= Task to carry out =
When a picture appears among the records, leave it out, and copy all else exactly.

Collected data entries
------------

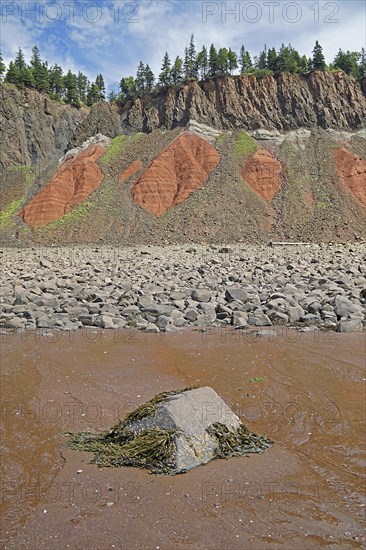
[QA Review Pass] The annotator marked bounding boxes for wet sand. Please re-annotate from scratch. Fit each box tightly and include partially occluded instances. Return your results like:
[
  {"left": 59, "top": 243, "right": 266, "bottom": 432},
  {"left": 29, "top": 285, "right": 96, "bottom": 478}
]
[{"left": 0, "top": 328, "right": 365, "bottom": 549}]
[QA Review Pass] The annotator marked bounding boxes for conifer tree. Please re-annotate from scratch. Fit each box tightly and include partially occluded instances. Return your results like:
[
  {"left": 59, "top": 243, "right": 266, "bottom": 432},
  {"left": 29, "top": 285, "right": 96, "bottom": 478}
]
[
  {"left": 5, "top": 61, "right": 18, "bottom": 84},
  {"left": 227, "top": 48, "right": 238, "bottom": 74},
  {"left": 64, "top": 70, "right": 80, "bottom": 106},
  {"left": 119, "top": 76, "right": 136, "bottom": 101},
  {"left": 49, "top": 65, "right": 64, "bottom": 98},
  {"left": 77, "top": 71, "right": 88, "bottom": 103},
  {"left": 144, "top": 64, "right": 155, "bottom": 91},
  {"left": 209, "top": 44, "right": 219, "bottom": 77},
  {"left": 30, "top": 47, "right": 50, "bottom": 93},
  {"left": 217, "top": 48, "right": 229, "bottom": 75},
  {"left": 257, "top": 48, "right": 267, "bottom": 70},
  {"left": 185, "top": 33, "right": 197, "bottom": 79},
  {"left": 239, "top": 46, "right": 252, "bottom": 73},
  {"left": 95, "top": 74, "right": 105, "bottom": 99},
  {"left": 136, "top": 61, "right": 146, "bottom": 92},
  {"left": 86, "top": 82, "right": 100, "bottom": 105},
  {"left": 267, "top": 47, "right": 277, "bottom": 72},
  {"left": 196, "top": 46, "right": 208, "bottom": 79},
  {"left": 170, "top": 56, "right": 183, "bottom": 85},
  {"left": 312, "top": 40, "right": 326, "bottom": 70},
  {"left": 159, "top": 52, "right": 172, "bottom": 87}
]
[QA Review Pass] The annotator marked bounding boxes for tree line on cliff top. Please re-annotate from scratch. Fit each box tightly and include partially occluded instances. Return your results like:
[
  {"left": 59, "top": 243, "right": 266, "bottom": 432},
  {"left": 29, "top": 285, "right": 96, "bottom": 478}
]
[{"left": 1, "top": 37, "right": 365, "bottom": 107}]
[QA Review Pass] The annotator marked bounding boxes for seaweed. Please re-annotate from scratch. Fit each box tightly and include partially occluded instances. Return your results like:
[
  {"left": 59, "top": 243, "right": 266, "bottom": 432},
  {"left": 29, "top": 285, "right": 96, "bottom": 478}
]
[{"left": 206, "top": 422, "right": 272, "bottom": 457}]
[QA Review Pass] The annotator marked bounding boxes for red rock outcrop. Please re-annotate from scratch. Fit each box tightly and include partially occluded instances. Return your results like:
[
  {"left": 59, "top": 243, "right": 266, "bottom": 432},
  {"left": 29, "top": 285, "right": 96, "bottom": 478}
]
[
  {"left": 20, "top": 145, "right": 105, "bottom": 227},
  {"left": 119, "top": 160, "right": 143, "bottom": 183},
  {"left": 241, "top": 149, "right": 282, "bottom": 201},
  {"left": 334, "top": 148, "right": 366, "bottom": 206},
  {"left": 131, "top": 133, "right": 220, "bottom": 216}
]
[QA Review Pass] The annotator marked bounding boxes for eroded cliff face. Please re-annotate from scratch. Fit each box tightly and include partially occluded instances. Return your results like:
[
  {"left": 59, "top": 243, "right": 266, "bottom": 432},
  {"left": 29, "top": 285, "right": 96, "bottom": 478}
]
[
  {"left": 120, "top": 72, "right": 366, "bottom": 134},
  {"left": 0, "top": 85, "right": 88, "bottom": 171}
]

------------

= Task response =
[QA Review Pass] The annotator marked bounding boxes for wet sand. Please re-annotate from scratch. Fit each box tightly and include partially occluded instances. Return your results like:
[
  {"left": 59, "top": 243, "right": 266, "bottom": 432},
  {"left": 29, "top": 285, "right": 96, "bottom": 478}
]
[{"left": 0, "top": 328, "right": 365, "bottom": 549}]
[QA Review Pass] The annotator marked bounding boxes for conifer tree. Please re-annotate from scratch. Fit each box tightly and include partially occluded instances. Return your results like:
[
  {"left": 59, "top": 243, "right": 266, "bottom": 432},
  {"left": 29, "top": 285, "right": 96, "bottom": 478}
]
[
  {"left": 5, "top": 61, "right": 18, "bottom": 84},
  {"left": 227, "top": 48, "right": 238, "bottom": 74},
  {"left": 64, "top": 70, "right": 80, "bottom": 106},
  {"left": 119, "top": 76, "right": 136, "bottom": 101},
  {"left": 49, "top": 65, "right": 64, "bottom": 98},
  {"left": 77, "top": 71, "right": 88, "bottom": 103},
  {"left": 144, "top": 64, "right": 155, "bottom": 91},
  {"left": 209, "top": 44, "right": 219, "bottom": 77},
  {"left": 30, "top": 47, "right": 50, "bottom": 93},
  {"left": 217, "top": 48, "right": 229, "bottom": 75},
  {"left": 257, "top": 48, "right": 267, "bottom": 70},
  {"left": 185, "top": 33, "right": 197, "bottom": 79},
  {"left": 239, "top": 46, "right": 252, "bottom": 73},
  {"left": 95, "top": 74, "right": 105, "bottom": 99},
  {"left": 136, "top": 61, "right": 146, "bottom": 92},
  {"left": 86, "top": 82, "right": 100, "bottom": 105},
  {"left": 267, "top": 47, "right": 277, "bottom": 72},
  {"left": 196, "top": 46, "right": 208, "bottom": 79},
  {"left": 170, "top": 56, "right": 183, "bottom": 85},
  {"left": 312, "top": 40, "right": 326, "bottom": 70},
  {"left": 159, "top": 52, "right": 172, "bottom": 87}
]
[QA Review Pass] The annotator marked bounding boxes for tree line on cliff top. Please re-annotate from scratch. Fit each box tightly and include partially occluded instances. Return your results like:
[
  {"left": 59, "top": 243, "right": 266, "bottom": 432},
  {"left": 29, "top": 285, "right": 96, "bottom": 478}
]
[{"left": 1, "top": 37, "right": 365, "bottom": 107}]
[QA Review Pass] The annotator marked bounding boxes for seaweed. Please re-annotate from scratch. Fit each box tightly and include partially occluded instances. Return your results like:
[
  {"left": 59, "top": 243, "right": 266, "bottom": 432},
  {"left": 29, "top": 285, "right": 96, "bottom": 478}
]
[{"left": 206, "top": 422, "right": 272, "bottom": 457}]
[QA Review Pass] The annotator marked bounding boxes for red rock outcrop. Please re-annotate from scratch. Fit each box tightly and include partially occluded instances. Return your results like:
[
  {"left": 59, "top": 243, "right": 266, "bottom": 432},
  {"left": 29, "top": 285, "right": 96, "bottom": 478}
]
[
  {"left": 20, "top": 145, "right": 105, "bottom": 227},
  {"left": 119, "top": 160, "right": 143, "bottom": 183},
  {"left": 241, "top": 149, "right": 282, "bottom": 201},
  {"left": 334, "top": 148, "right": 366, "bottom": 206},
  {"left": 131, "top": 133, "right": 220, "bottom": 216}
]
[QA Review Pass] The annotator marked bounding boxes for eroded cliff face. Please re-annotate from scratch. Fit each box tightly and include partially occluded instances. Return your results like:
[
  {"left": 59, "top": 243, "right": 266, "bottom": 432},
  {"left": 29, "top": 285, "right": 96, "bottom": 478}
]
[
  {"left": 120, "top": 72, "right": 366, "bottom": 134},
  {"left": 0, "top": 85, "right": 88, "bottom": 171}
]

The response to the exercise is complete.